Items from a data source:
____________________
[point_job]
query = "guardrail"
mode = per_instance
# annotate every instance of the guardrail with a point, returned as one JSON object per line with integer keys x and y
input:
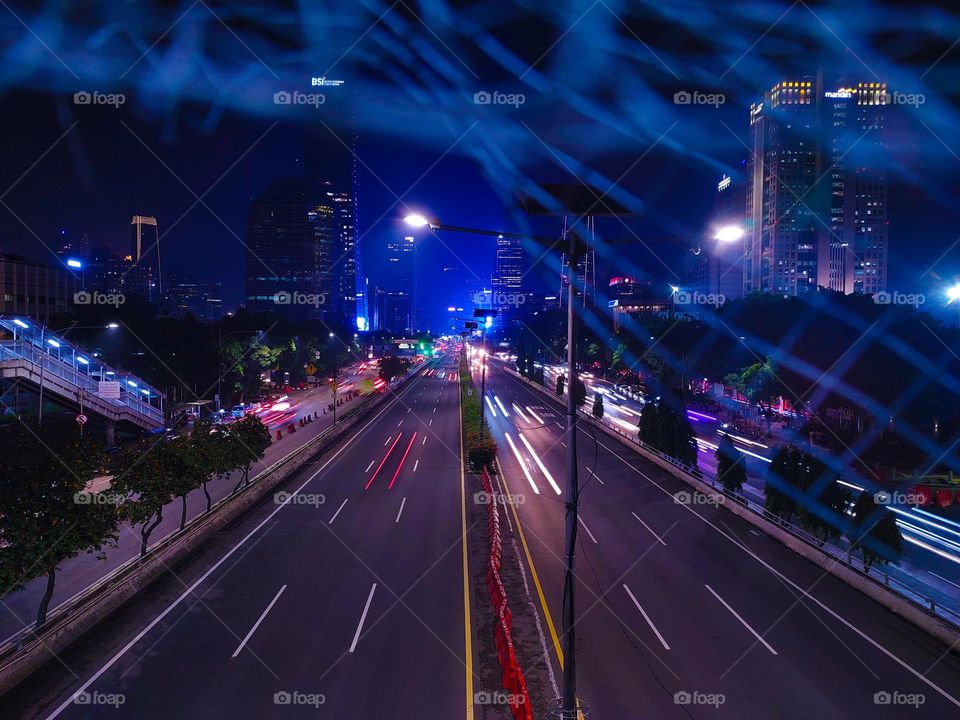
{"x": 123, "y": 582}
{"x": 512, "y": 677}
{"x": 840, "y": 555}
____________________
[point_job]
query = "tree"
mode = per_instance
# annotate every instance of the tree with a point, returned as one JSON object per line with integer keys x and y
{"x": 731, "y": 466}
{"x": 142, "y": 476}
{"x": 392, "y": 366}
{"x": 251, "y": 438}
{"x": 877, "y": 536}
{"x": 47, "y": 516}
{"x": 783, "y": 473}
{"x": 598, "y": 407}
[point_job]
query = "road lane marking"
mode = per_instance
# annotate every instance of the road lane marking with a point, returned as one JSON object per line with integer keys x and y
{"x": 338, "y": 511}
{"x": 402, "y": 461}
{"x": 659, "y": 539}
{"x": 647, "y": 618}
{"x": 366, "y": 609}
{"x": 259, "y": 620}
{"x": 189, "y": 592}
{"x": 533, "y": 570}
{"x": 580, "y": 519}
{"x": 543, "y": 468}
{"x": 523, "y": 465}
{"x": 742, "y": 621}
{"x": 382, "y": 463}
____________________
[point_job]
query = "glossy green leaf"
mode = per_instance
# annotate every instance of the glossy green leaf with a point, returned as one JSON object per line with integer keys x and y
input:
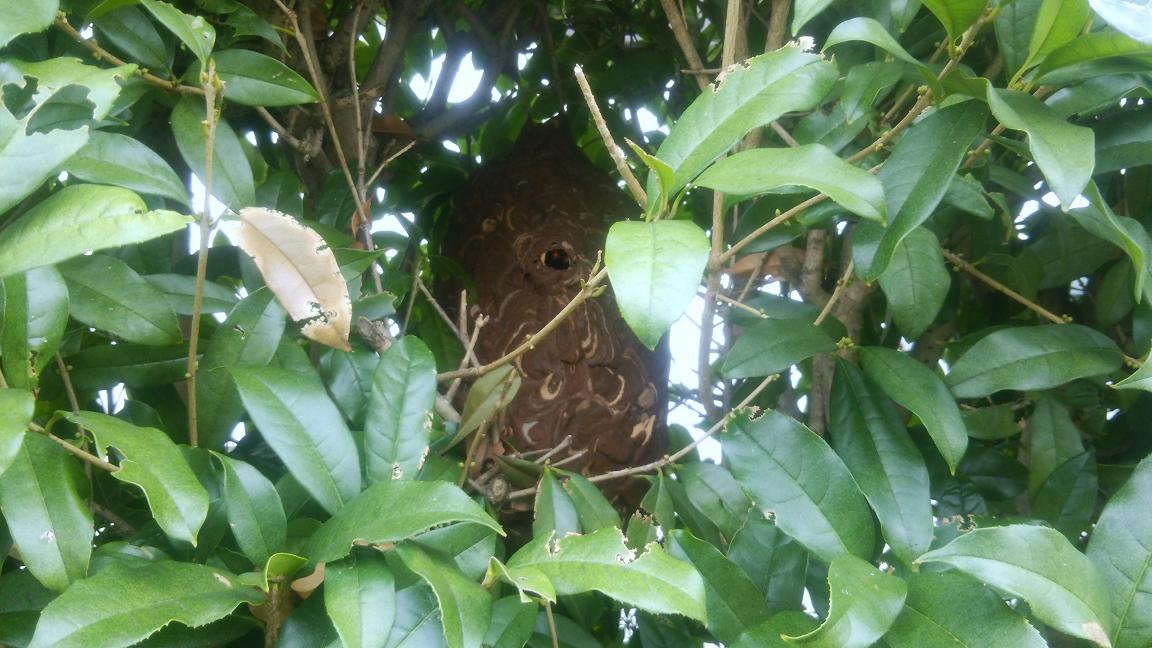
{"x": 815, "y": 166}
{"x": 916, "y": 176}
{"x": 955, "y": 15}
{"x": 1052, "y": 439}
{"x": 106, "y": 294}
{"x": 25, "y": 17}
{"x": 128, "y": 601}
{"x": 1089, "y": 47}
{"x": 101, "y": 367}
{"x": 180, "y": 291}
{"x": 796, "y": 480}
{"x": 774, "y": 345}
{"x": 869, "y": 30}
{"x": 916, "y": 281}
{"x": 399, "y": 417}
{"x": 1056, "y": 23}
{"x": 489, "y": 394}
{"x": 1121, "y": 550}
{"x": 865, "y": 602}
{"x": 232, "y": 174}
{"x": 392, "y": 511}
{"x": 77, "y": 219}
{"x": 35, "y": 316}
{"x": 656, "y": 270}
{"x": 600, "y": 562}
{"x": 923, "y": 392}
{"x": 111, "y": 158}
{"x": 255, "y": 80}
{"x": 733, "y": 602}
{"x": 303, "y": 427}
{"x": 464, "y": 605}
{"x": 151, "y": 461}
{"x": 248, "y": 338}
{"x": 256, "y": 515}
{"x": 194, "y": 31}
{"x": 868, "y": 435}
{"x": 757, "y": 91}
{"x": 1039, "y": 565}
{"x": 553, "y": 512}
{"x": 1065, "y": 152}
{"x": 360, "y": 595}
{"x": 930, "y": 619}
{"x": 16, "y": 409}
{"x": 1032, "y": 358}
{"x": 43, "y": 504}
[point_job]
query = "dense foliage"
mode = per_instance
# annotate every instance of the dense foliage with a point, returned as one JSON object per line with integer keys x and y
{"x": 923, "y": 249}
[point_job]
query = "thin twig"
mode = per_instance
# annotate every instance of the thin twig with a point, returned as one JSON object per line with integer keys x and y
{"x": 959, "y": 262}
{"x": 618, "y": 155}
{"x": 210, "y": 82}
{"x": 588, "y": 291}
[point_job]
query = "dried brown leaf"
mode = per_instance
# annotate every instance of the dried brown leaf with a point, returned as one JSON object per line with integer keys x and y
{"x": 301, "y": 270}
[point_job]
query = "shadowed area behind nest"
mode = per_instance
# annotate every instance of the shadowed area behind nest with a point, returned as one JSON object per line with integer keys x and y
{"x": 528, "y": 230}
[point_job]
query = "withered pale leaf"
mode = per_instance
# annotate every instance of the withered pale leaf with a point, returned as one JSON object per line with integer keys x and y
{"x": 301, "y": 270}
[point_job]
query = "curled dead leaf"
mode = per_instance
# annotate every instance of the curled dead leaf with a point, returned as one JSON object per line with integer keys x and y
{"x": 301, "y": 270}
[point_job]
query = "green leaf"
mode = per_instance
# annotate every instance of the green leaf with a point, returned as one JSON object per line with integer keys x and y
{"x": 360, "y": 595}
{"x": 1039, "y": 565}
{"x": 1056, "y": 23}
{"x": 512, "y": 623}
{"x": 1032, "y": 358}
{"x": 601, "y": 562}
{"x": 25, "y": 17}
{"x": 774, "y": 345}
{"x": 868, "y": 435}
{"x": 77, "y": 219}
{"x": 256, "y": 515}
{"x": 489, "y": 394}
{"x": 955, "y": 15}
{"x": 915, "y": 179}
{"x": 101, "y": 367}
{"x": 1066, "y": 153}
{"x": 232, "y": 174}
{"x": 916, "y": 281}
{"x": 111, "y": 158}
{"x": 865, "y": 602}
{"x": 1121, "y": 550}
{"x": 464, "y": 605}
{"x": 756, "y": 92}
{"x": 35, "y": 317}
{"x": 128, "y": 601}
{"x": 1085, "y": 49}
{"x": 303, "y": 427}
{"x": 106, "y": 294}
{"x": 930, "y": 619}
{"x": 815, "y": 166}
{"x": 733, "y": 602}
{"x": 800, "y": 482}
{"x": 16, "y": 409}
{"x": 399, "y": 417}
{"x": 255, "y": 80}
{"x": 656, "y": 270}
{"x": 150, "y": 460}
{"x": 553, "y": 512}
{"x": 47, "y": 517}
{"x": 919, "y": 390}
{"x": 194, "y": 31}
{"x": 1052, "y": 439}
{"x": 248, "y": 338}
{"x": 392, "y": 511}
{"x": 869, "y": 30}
____________________
__WHAT IS BEING ASKED__
Search the entries for the string "query" and collect each line that has it.

__YOUR SOLUTION__
query = "guardrail"
query = "tree"
query = "road lane marking"
query = "glossy green leaf"
query = "dense foliage"
query = "thin twig"
query = "dried brown leaf"
query = "shadowed area behind nest"
query = "withered pale leaf"
query = "curled dead leaf"
query = "green leaf"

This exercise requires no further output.